◆ Task ◆
Using the data below, copy each line that includes the word "green".
*****
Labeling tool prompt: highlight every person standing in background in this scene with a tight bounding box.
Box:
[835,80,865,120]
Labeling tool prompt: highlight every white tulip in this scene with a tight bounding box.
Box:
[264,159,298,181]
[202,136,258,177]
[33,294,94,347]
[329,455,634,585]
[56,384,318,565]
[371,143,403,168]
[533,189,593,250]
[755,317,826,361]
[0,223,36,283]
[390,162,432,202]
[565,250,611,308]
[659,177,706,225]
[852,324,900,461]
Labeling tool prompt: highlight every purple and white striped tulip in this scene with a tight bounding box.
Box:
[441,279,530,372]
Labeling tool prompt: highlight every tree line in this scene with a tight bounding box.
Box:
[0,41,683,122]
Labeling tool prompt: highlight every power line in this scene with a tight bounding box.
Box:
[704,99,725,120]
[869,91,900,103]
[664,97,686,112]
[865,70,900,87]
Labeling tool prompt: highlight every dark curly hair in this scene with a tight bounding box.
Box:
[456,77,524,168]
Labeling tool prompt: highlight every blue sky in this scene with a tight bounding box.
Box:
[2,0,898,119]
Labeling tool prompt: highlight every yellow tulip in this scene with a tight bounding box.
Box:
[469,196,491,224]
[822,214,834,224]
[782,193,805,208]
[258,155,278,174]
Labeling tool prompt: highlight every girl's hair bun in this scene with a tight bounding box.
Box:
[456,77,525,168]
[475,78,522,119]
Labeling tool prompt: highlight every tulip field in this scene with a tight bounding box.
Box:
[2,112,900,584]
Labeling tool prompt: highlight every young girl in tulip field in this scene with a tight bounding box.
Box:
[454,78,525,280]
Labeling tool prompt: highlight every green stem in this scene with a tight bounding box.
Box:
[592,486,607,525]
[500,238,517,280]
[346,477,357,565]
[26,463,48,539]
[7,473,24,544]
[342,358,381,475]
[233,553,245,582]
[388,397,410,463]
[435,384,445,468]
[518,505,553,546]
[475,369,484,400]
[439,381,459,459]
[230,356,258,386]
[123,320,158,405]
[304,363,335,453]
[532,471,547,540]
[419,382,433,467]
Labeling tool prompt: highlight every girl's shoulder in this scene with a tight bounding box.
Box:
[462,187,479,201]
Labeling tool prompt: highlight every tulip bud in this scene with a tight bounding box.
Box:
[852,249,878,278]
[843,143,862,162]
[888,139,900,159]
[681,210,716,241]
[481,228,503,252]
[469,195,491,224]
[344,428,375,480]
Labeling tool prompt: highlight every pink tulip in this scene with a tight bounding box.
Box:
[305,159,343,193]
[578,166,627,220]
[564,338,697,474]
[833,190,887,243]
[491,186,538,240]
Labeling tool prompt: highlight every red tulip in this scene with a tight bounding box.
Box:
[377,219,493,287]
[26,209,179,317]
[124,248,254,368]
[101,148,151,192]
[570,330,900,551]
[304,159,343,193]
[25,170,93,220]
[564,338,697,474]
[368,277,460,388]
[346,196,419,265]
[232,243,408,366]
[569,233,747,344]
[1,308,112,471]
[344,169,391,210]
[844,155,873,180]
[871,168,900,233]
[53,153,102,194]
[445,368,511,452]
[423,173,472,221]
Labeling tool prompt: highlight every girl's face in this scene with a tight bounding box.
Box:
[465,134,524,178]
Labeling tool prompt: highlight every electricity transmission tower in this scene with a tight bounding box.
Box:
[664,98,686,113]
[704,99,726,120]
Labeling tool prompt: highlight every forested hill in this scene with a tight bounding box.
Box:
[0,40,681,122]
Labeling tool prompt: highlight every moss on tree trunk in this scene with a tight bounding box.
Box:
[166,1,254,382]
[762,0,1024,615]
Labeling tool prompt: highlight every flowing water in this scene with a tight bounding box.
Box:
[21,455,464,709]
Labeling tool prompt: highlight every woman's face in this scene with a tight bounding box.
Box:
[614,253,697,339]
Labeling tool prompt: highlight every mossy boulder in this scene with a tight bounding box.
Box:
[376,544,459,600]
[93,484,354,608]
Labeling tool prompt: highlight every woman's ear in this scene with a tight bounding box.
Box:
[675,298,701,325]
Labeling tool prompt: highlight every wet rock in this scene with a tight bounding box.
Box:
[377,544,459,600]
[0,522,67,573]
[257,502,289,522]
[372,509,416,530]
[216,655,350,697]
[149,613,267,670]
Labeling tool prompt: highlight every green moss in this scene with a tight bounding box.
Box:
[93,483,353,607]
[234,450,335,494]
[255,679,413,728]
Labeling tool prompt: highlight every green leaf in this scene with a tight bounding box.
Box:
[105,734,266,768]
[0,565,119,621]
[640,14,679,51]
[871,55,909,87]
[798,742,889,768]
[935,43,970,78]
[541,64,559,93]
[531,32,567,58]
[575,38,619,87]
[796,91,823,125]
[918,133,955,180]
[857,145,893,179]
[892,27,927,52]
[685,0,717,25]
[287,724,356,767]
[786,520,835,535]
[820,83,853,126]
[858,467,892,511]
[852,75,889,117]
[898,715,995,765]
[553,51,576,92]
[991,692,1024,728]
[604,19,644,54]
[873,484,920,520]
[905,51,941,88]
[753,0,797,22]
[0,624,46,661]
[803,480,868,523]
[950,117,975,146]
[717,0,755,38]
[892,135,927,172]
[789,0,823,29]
*****
◆ Your response ◆
Labeling tool prompt: highlight every green stem in this scene with a tight bounding box.
Labeling tool prompt: highlight every green moss in this scene with a tight bounding box.
Labeling tool prompt: highlight every green leaf in this scene with a tight bounding box.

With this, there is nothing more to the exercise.